# DESCRIPTION OF THE TASK
Your task is to quote the material that follows, in full and exactly.
-- begin INPUT FOR THIS TASK --
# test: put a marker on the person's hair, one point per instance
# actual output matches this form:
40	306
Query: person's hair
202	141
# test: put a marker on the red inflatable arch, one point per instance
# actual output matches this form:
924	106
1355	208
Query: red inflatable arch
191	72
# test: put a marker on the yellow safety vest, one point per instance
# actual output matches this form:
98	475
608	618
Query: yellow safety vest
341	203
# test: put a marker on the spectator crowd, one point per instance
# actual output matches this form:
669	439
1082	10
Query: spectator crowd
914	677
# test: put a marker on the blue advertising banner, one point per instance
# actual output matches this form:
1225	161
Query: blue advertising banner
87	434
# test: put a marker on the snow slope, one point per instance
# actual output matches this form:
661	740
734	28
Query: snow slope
-- end INPUT FOR THIS TASK --
# SOLVED EXERCISE
# test: put a marker on the person's hair, one point per instance
# actual output matches this form:
40	306
Query: person's hair
202	141
# test: put a marker on the red inflatable arch, one point per instance
# actual output matches this form:
924	106
1355	208
Query: red inflatable arch
191	72
# test: put a marker on the yellow safety vest, one point per instance
# actual output matches this form:
98	475
608	618
Query: yellow safety vest
341	203
# test: put a marker on the spectator crowd, one point per instance
# actual output matches this form:
669	439
1082	10
Query: spectator crowd
914	677
# test: put a marker on the blue advertising banner, one point per instance
# actual output matches this form:
1225	161
Query: blue advertising banner
87	434
# test: put a marker on the snow slope, one point per instance
# actual output matches this form:
661	740
734	28
Query: snow slope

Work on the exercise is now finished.